----- Data to process

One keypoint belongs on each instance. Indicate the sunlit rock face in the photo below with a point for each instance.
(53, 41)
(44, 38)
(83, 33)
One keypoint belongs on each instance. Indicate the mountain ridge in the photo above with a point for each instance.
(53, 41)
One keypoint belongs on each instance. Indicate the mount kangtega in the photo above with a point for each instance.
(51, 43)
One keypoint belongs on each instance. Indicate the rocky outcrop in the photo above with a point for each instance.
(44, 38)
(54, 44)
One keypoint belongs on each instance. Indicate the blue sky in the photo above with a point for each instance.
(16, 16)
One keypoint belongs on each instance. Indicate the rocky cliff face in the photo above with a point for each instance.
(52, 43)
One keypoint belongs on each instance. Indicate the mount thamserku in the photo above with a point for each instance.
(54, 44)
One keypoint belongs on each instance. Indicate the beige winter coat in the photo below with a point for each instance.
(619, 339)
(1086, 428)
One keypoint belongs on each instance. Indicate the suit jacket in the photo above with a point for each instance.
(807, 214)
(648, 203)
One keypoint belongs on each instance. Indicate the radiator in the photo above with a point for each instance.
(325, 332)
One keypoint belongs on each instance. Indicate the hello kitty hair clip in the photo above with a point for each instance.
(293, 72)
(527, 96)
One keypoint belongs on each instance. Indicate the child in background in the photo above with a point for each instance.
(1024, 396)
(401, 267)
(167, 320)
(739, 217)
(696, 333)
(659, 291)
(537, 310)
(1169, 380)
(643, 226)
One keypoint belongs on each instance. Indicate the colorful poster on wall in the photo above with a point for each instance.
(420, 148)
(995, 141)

----------
----- Data to process

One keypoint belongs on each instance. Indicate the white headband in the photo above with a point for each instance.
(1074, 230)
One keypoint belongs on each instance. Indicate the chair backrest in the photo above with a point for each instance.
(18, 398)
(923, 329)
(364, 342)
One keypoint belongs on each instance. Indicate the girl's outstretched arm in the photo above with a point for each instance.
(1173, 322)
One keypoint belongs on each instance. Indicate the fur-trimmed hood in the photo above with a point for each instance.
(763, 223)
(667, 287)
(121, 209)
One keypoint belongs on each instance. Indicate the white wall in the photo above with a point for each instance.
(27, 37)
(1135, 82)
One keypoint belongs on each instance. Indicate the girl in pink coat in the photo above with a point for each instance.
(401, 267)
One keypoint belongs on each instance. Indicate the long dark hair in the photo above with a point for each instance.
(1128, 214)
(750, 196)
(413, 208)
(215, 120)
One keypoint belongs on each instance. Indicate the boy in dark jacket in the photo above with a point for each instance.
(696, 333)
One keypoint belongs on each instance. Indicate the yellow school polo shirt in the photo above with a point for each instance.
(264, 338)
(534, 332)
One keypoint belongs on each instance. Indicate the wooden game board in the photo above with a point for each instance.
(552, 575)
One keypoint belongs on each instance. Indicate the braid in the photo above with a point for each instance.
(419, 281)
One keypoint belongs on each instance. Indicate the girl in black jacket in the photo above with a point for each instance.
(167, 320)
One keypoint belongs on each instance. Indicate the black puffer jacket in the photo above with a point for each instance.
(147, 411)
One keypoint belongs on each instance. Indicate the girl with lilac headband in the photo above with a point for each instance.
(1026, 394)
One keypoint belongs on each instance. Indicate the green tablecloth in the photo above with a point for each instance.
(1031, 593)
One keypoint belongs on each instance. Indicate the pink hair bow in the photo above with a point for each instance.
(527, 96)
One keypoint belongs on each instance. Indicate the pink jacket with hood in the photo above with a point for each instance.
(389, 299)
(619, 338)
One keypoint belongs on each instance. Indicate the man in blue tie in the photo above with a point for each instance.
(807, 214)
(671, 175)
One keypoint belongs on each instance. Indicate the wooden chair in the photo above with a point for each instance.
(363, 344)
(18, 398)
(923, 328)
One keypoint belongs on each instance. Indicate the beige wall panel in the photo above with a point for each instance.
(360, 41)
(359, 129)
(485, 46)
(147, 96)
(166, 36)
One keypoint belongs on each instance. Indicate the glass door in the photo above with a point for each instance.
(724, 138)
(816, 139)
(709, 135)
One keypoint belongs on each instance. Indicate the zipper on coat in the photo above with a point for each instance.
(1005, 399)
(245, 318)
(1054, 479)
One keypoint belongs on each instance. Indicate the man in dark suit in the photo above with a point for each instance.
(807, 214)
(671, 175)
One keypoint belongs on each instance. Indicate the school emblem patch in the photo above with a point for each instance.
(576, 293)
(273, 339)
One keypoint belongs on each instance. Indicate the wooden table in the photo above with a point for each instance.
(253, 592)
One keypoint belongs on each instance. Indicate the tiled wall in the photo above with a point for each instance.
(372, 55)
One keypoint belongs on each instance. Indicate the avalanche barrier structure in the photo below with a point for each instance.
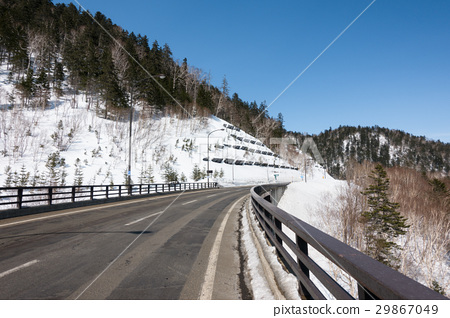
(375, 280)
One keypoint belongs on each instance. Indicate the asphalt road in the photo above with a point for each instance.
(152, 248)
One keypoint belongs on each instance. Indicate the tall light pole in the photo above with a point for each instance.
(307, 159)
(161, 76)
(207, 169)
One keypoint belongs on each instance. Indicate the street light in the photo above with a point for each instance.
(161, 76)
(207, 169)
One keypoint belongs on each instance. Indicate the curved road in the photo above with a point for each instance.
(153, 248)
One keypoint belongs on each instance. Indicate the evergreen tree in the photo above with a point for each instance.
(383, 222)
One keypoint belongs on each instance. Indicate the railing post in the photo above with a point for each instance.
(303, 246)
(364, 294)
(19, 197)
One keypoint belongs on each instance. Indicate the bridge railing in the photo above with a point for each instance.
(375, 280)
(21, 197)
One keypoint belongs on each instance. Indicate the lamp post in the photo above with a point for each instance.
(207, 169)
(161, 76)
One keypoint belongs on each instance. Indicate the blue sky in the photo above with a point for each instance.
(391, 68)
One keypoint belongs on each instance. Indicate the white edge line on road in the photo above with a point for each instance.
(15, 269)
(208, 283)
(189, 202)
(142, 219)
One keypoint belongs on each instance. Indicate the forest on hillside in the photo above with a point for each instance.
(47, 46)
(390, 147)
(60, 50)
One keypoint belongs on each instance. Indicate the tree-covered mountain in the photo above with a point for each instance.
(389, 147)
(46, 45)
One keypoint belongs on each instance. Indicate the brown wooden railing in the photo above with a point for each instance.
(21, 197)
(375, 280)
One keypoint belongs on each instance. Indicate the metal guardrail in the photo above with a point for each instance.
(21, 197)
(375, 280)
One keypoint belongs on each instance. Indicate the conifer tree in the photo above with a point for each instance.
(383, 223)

----------
----- Data to process

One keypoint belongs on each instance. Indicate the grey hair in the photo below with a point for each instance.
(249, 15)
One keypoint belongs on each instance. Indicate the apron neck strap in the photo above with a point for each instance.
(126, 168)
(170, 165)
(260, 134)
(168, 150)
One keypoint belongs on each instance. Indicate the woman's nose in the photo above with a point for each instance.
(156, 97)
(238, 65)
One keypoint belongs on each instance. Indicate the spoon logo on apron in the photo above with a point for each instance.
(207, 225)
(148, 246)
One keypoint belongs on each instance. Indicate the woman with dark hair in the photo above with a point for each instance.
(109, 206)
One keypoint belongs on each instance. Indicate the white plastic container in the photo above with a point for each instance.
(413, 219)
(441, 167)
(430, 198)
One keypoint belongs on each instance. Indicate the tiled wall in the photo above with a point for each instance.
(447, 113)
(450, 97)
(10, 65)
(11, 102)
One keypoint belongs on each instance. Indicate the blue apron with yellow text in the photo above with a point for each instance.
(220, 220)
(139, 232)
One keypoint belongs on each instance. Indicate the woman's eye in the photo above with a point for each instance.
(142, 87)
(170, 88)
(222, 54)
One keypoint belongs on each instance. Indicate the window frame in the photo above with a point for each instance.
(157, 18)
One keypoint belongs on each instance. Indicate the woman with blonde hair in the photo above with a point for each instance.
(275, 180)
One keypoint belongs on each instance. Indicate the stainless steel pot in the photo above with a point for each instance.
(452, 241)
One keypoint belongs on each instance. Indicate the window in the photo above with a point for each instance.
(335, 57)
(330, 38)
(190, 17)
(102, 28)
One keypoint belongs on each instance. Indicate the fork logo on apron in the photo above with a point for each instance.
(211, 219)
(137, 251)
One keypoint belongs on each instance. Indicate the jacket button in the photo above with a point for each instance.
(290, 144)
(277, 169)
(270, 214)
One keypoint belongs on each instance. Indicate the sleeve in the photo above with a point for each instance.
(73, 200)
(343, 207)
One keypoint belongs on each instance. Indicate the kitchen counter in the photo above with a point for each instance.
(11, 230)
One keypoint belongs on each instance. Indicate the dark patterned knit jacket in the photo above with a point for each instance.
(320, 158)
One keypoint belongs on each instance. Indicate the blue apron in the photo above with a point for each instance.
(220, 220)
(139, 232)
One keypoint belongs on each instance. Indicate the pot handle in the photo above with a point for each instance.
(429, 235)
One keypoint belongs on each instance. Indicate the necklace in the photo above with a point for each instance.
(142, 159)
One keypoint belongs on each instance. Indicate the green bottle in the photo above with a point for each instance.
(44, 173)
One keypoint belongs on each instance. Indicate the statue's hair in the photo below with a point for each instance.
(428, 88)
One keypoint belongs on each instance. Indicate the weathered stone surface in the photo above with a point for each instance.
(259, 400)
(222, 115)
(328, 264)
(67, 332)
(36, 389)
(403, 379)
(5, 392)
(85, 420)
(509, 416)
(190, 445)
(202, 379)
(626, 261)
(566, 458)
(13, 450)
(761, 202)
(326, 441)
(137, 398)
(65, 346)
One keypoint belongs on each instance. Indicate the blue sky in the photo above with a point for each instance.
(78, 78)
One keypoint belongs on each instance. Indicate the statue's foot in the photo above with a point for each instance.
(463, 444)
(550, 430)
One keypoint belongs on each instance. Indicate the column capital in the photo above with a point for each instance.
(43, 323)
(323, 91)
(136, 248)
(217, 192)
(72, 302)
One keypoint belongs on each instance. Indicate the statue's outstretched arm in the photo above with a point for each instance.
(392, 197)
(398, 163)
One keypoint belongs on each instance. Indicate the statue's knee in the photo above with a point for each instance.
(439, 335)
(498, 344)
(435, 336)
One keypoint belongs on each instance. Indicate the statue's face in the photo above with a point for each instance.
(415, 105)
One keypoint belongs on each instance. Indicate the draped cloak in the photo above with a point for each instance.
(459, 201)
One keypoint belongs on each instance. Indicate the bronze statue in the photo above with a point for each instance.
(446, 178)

----------

▶ **To be done**: Put the listing lines into a JSON list of strings, one string per line and no blank lines. Start at the line containing "One keypoint belongs on each instance. Indicate the yellow" and go up to and including the line containing "(1031, 593)".

▶ **Written answer**:
[
  "One keypoint belongs on each instance. Indicate the yellow school polo shirt in the photo above with a point for each instance.",
  "(264, 338)",
  "(534, 332)",
  "One keypoint belongs on each instance. Indicate the wooden game board in the photo above with a point for each instance.",
  "(552, 575)",
  "One keypoint belongs on each instance. Indicate the braid in the photo above with a point for each instance.",
  "(419, 281)",
  "One keypoint belongs on each instance. Indicate the girl in black jacket in the photo above with a point for each instance.",
  "(167, 320)",
  "One keypoint belongs on each instance. Indicate the black puffer jacket in the photo above with a point for each instance.",
  "(147, 411)",
  "One keypoint belongs on each instance. Indicate the girl with lilac headband in the photo above with a point for each instance.",
  "(1026, 394)",
  "One keypoint belongs on each instance. Indicate the green tablecloth in the photo above with a point for each instance.",
  "(1031, 593)"
]